### Quoted passage
Start of Block
Spanish police have arrested Mario Conde, the disgraced former chairman of Banesto, charging him with laundering money held in Swiss bank accounts he embezzled from the bank in the 1980s and 1990s back to Spain. On Monday police searched a number of Conde’s homes in Spain, along with businesses set up by him.
Civil Guard sources say that seven other people have been arrested as part of the operation, among them Conde’s daughter Alejandra.
Conde’s arrest comes 23 years after he was exposed for illegal appropriation of Banesto funds and 11 years after he was released from prison
Conde’s arrest comes 23 years after he was exposed for illegal appropriation of Banesto funds and 11 years after he was released from prison.
The Bank of Spain took over Banesto in 1993 after it almost collapsed, removing Conde from its helm. A €2.7 billion shortfall was eventually discovered on its books, and it was later bought out by Spanish lender Santander.
Conde was initially jailed for embezzling €3.6 million from the bank and sentenced to four years in prison in 1999. He was paroled after 17 months, but was again sent to prison in 2002 after a 36-month-long trial, the longest in Spanish history, for fraud, misappropriation of funds and falsification of public documents in connection with the mismanagement of Banesto during his six years as bank chairman.
The Supreme Court ruled at the time that Conde had not fully accounted for the money he had embezzled, which had allegedly been funneled into a Swiss bank account held by Argentia Trust, among others.
The man once described as “Spain’s Gatsby” had allegedly set up a complex web of companies to repatriate the embezzled money
The current investigation, overseen by the High Court and carried out by anti-corruption agents, charges Conde with money laundering and using a false identity. The man once described as “Spain’s Gatsby” had allegedly set up a complex web of companies to repatriate the money embezzled from Banesto from Switzerland back into Spain.
Police sources say that over the last decade 68-year-old Conde had so far managed to bring some €10 million into Spain by this means.
They add that among the methods allegedly used by Conde were a series of fake loans between front companies, as well as bogus capital increases, as well as using figureheads, among them his daughter Alejandra.
End of Block
### Questions on the material
1. In the article on Mario Conde's arrest, how much money do police sources say Conde had brought into Spain over the last decade?
2. Reproduce word for word the part of the article on Mario Conde's arrest that opens with the words containing "Civil Guard sources" and closes with "released from prison.".
You won't need the records for this work.

### Dataset content
Start of Block
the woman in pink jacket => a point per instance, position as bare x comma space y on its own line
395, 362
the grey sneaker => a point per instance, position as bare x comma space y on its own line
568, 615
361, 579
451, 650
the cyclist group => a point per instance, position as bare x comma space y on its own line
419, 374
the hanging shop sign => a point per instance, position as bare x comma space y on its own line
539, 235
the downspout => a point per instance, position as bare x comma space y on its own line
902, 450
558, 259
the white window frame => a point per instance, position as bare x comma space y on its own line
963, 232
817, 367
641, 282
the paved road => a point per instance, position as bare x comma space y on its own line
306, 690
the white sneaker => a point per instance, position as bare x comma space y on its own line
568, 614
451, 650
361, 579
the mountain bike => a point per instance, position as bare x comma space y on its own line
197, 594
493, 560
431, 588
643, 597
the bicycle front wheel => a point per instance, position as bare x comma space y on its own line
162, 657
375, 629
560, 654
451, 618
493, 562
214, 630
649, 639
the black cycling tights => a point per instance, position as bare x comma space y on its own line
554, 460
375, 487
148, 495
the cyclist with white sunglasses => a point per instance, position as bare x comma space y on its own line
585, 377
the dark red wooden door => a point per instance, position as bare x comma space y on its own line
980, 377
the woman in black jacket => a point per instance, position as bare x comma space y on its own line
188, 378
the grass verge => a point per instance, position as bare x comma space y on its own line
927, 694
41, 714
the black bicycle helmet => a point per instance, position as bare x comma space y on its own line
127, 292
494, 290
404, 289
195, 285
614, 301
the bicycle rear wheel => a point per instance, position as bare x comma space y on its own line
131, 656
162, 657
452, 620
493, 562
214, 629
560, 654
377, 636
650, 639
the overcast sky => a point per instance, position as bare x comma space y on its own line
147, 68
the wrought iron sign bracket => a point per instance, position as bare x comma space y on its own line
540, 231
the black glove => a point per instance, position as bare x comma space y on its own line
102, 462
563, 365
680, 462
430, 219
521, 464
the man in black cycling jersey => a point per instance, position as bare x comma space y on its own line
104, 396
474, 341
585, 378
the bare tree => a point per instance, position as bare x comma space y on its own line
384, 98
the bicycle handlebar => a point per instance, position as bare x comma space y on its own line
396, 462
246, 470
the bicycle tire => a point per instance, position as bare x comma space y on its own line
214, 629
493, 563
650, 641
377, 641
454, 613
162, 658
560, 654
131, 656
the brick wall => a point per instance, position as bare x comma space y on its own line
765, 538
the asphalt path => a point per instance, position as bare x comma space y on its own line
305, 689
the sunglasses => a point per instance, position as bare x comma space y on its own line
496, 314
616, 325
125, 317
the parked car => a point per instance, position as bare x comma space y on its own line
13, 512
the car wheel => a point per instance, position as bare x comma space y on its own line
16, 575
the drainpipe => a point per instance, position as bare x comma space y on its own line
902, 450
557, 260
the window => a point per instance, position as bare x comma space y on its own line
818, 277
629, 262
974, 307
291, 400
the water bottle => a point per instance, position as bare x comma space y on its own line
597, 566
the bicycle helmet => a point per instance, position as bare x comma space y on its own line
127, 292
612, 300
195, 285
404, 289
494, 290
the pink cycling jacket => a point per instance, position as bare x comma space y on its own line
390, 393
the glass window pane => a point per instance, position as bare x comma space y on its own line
End of Block
### Replies
1. Some €10 million.

2.
Civil Guard sources say that seven other people have been arrested as part of the operation, among them Conde’s daughter Alejandra.
Conde’s arrest comes 23 years after he was exposed for illegal appropriation of Banesto funds and 11 years after he was released from prison
Conde’s arrest comes 23 years after he was exposed for illegal appropriation of Banesto funds and 11 years after he was released from prison.